**EXCERPT PROVIDED**
=====

Why did carbon become the pseudo-limiting factor in aquatic closed ecological systems?

Abstract

Closure from the earth's atmosphere is a critical test of an ecosystem's ability to function. In our earlier testing of autotrophic Closed Ecological Systems (CESs), a C:N ratio of 26.4 (3.3 mM NaHCO3 and 0.125 mM NaNO3) supported algal and Daphnia populations for months, but developed extreme pH values (∼11 ungrazed, >10, grazed), suggesting that the systems were carbon-limited. Only approximately half the HCO3- (bicarbonate) would be expected to be available to green algae, the other portion becoming CO3−2 (carbonate). In an experiment described here, CESs were developed to explore a greater range of C:N ratios. To keep the medium from becoming too osmotically concentrated, NaNO3 was reduced to 0.0312 mM and NaHCO3 tested at 3.3, 13.2, and 26.4 mM, resulting in nominal C:N ratios of 105, 422, and 845. However, additional carbon was not beneficial to long-term survival of the organisms. The algal abundance was relatively insensitive to C:N ratio; greater concentrations of C were not beneficial. Daphnia populations were sensitive to C:N ratio and persisted longer at the lowest C:N ratio of 105. All of the C:N ratios tested in these CESs are outside of the expected range suggested from ecological studies, which is based on the Redfield Ratio of 6.625 C:N, the expected chemical composition of algae. Two potential explanations for the apparent high C demand in our CESs are suggested by the literature. The first is production of fatty algal cells, e.g., one of the algal species, Scenedesmus obliquus, is reported to produce high-lipid cells that could have a higher C:N ratio than the Redfield Ratio. The second is “carbon overconsumption,” which has been suggested for N-limited marine phytoplankton communities dominated by diatoms or nutrient deficient algal communities dominated by small cells that are under-represented by chlorophyll a measurements. The unexpected C dynamics found in our CES tests could be relevant to the design of biological life support systems that must be provisioned with adequate elements for long-term ecosystem functionality. If the actual demand for C is underestimated, its storage may be inadequate.

=====

**GOAL OF THE EXERCISE**
According to the abstract, at which C:N ratio did Daphnia populations persist longer?

Stored data entries
=====

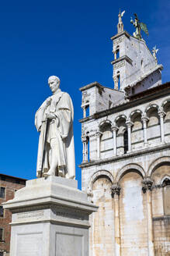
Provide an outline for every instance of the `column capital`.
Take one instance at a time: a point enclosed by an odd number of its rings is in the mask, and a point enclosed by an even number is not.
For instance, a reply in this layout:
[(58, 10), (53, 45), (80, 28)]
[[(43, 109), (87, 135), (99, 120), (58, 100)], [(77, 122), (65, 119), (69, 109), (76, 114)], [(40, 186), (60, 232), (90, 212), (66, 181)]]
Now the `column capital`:
[(101, 137), (102, 135), (102, 133), (100, 132), (100, 131), (98, 131), (95, 133), (95, 136), (96, 138), (99, 137)]
[(127, 119), (126, 122), (127, 127), (131, 127), (134, 125), (134, 123), (130, 119)]
[(92, 194), (92, 190), (91, 187), (88, 187), (88, 189), (87, 189), (87, 195), (89, 197), (93, 197), (93, 194)]
[(147, 121), (149, 121), (149, 118), (147, 116), (146, 113), (142, 114), (141, 120), (143, 121), (143, 123), (144, 123), (144, 122), (147, 123)]
[(165, 112), (164, 112), (162, 107), (161, 107), (161, 108), (159, 108), (159, 110), (158, 110), (158, 115), (159, 115), (160, 117), (162, 117), (162, 118), (163, 118), (165, 116), (166, 116), (166, 113), (165, 113)]
[(113, 130), (116, 131), (117, 130), (119, 130), (119, 128), (118, 128), (116, 126), (113, 126), (111, 127), (111, 129), (112, 129), (113, 131)]
[(151, 180), (151, 177), (145, 177), (144, 180), (142, 181), (142, 191), (144, 194), (146, 193), (147, 190), (152, 190), (152, 184), (153, 181)]
[(81, 139), (82, 139), (82, 143), (87, 141), (87, 138), (86, 138), (86, 137), (84, 137), (84, 136), (83, 136), (83, 137), (81, 137)]
[(120, 187), (119, 183), (113, 183), (111, 187), (112, 196), (114, 197), (114, 194), (120, 195), (121, 187)]

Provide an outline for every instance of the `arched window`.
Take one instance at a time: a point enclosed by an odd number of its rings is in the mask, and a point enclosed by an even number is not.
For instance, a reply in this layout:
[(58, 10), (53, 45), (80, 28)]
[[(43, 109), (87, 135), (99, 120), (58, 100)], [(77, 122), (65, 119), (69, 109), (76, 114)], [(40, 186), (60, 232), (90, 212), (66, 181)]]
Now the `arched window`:
[(164, 214), (165, 215), (170, 215), (170, 179), (164, 180), (163, 183), (163, 194), (164, 194)]
[(120, 49), (116, 49), (116, 59), (120, 58)]
[(127, 154), (128, 151), (128, 133), (126, 130), (123, 134), (123, 141), (124, 141), (124, 154)]

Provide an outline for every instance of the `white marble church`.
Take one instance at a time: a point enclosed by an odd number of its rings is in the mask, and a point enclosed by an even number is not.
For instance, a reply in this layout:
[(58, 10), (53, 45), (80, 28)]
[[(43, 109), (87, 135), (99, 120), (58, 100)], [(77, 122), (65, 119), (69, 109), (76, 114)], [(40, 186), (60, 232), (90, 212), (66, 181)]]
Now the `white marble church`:
[[(114, 88), (82, 88), (82, 190), (98, 205), (90, 256), (170, 255), (170, 83), (157, 49), (123, 30), (111, 39)], [(88, 115), (89, 112), (89, 115)]]

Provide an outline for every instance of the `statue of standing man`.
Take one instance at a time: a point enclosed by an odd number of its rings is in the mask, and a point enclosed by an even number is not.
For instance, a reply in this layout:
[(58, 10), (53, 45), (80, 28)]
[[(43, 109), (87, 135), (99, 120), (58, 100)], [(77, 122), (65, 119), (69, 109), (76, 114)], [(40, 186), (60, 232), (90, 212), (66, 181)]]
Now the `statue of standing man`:
[(60, 79), (48, 79), (53, 95), (37, 110), (35, 125), (40, 134), (36, 176), (57, 176), (75, 179), (74, 110), (68, 94), (59, 88)]

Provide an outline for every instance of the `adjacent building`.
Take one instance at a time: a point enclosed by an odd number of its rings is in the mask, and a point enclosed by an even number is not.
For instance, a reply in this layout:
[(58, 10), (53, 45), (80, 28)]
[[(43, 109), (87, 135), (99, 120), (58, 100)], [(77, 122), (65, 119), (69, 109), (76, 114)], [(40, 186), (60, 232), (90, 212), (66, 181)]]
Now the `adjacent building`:
[(24, 179), (0, 173), (0, 256), (9, 255), (11, 212), (2, 204), (14, 197), (15, 192), (25, 187)]
[(82, 190), (99, 207), (91, 256), (170, 255), (170, 83), (138, 38), (119, 15), (114, 88), (80, 88)]

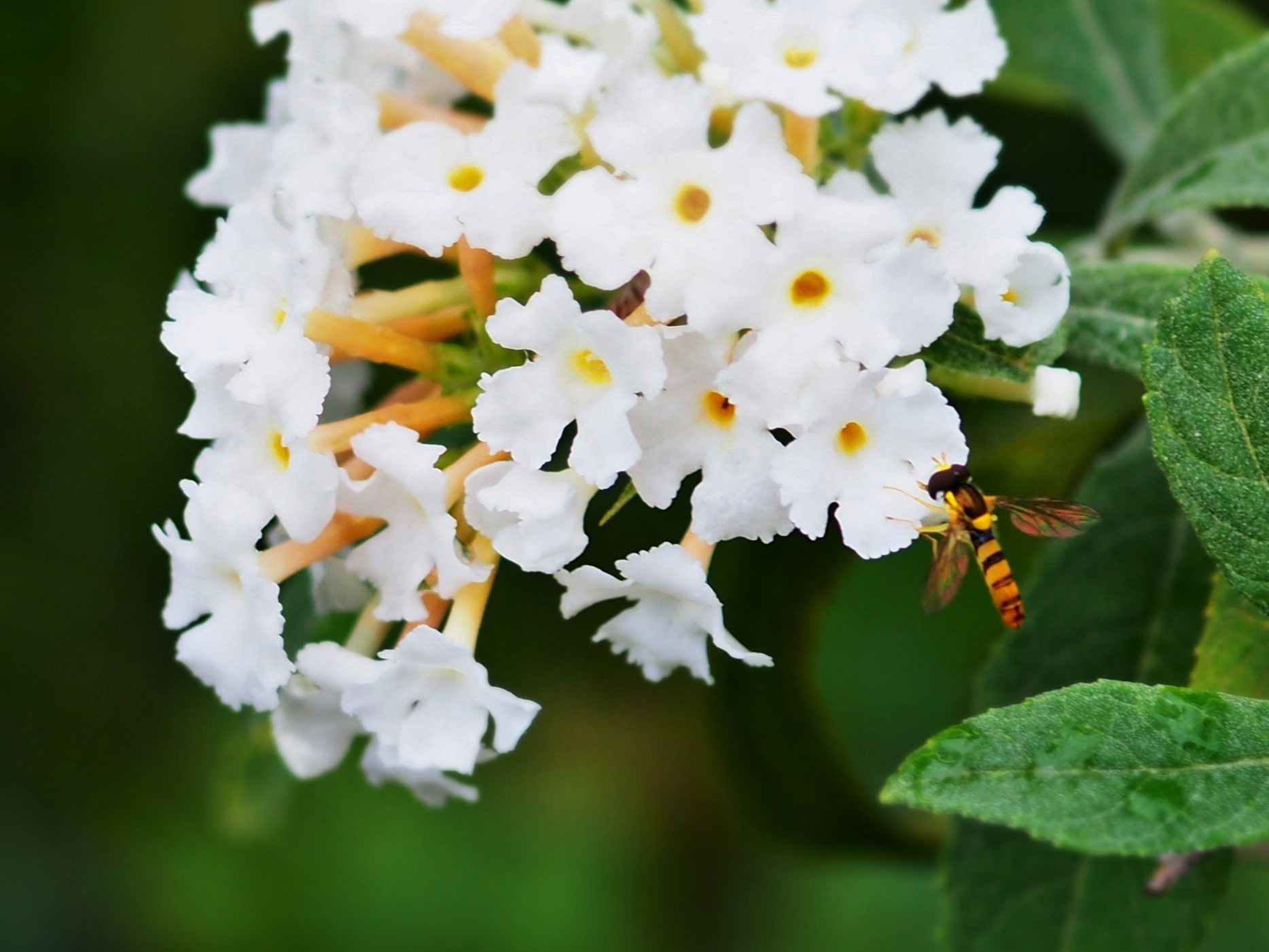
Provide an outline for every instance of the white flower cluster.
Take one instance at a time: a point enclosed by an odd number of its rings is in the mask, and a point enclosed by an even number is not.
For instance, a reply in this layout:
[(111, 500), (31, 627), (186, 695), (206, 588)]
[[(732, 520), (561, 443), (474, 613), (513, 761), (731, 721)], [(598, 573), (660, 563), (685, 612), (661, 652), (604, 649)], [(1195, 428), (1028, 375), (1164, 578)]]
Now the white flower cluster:
[[(723, 625), (714, 544), (819, 537), (832, 516), (864, 558), (909, 545), (919, 484), (967, 456), (914, 355), (971, 295), (1011, 346), (1065, 313), (1032, 194), (976, 203), (1000, 143), (972, 120), (884, 123), (867, 175), (819, 177), (820, 117), (844, 100), (900, 113), (996, 74), (986, 0), (645, 5), (254, 8), (291, 68), (264, 123), (213, 131), (189, 186), (228, 212), (162, 341), (195, 392), (180, 431), (211, 442), (184, 484), (188, 537), (156, 534), (164, 620), (192, 625), (179, 659), (226, 704), (273, 711), (299, 776), (367, 735), (374, 782), (475, 795), (452, 775), (515, 747), (538, 710), (473, 658), (499, 558), (553, 573), (565, 616), (632, 602), (596, 640), (654, 681), (709, 681), (709, 643), (770, 664)], [(400, 254), (459, 276), (359, 286), (360, 265)], [(541, 279), (543, 262), (560, 273)], [(584, 309), (600, 292), (610, 308)], [(483, 335), (523, 363), (481, 364)], [(478, 364), (467, 390), (439, 341)], [(360, 407), (371, 364), (416, 376)], [(1037, 394), (1058, 413), (1077, 399), (1065, 374), (1046, 369)], [(463, 423), (464, 446), (421, 441)], [(618, 562), (621, 578), (565, 570), (598, 491), (626, 474), (665, 508), (695, 473), (681, 544)], [(292, 660), (279, 583), (306, 568), (344, 579), (360, 617), (348, 645)]]

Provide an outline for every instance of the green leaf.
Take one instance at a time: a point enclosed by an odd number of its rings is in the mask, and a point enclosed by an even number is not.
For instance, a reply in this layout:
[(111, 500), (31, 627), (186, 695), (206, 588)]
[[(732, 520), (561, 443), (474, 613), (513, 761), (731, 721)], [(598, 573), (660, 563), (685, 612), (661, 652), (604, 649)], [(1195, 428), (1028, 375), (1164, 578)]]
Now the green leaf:
[(1027, 347), (1008, 347), (983, 336), (982, 318), (957, 304), (952, 327), (921, 352), (926, 364), (956, 374), (1027, 383), (1036, 368), (1052, 364), (1066, 350), (1066, 330)]
[(1142, 375), (1155, 456), (1230, 583), (1269, 607), (1269, 297), (1209, 256), (1169, 302)]
[(1226, 53), (1249, 46), (1264, 23), (1230, 0), (1162, 0), (1164, 58), (1183, 89)]
[(1269, 202), (1266, 87), (1269, 37), (1194, 82), (1128, 171), (1107, 232), (1184, 208)]
[[(1211, 563), (1145, 427), (1100, 459), (1074, 496), (1101, 512), (1101, 524), (1046, 548), (1027, 586), (1027, 625), (989, 660), (980, 706), (1099, 677), (1184, 683), (1189, 674)], [(1150, 861), (1081, 856), (962, 820), (943, 865), (947, 947), (1183, 952), (1223, 892), (1230, 862), (1228, 852), (1214, 854), (1166, 895), (1146, 896)]]
[(1121, 156), (1141, 152), (1169, 95), (1156, 0), (995, 0), (991, 6), (1018, 74), (1065, 89)]
[(1025, 587), (1027, 624), (983, 668), (980, 707), (1098, 678), (1187, 682), (1212, 568), (1145, 427), (1101, 459), (1075, 496), (1101, 522), (1046, 546)]
[(1185, 952), (1225, 892), (1216, 853), (1166, 895), (1142, 889), (1157, 863), (1052, 849), (1025, 834), (958, 823), (944, 867), (949, 952)]
[[(1141, 373), (1141, 349), (1155, 336), (1164, 304), (1185, 290), (1190, 270), (1175, 265), (1084, 265), (1071, 274), (1071, 357)], [(1255, 279), (1269, 290), (1269, 279)]]
[(1175, 298), (1189, 270), (1169, 265), (1085, 265), (1071, 273), (1067, 354), (1141, 373), (1141, 349), (1155, 336), (1164, 302)]
[(944, 730), (904, 762), (882, 801), (1088, 853), (1255, 843), (1269, 839), (1269, 702), (1074, 685)]
[(1269, 619), (1221, 576), (1212, 586), (1190, 687), (1269, 700)]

=====

**RESPONSE AREA**
The lowest C:N ratio tested, 105.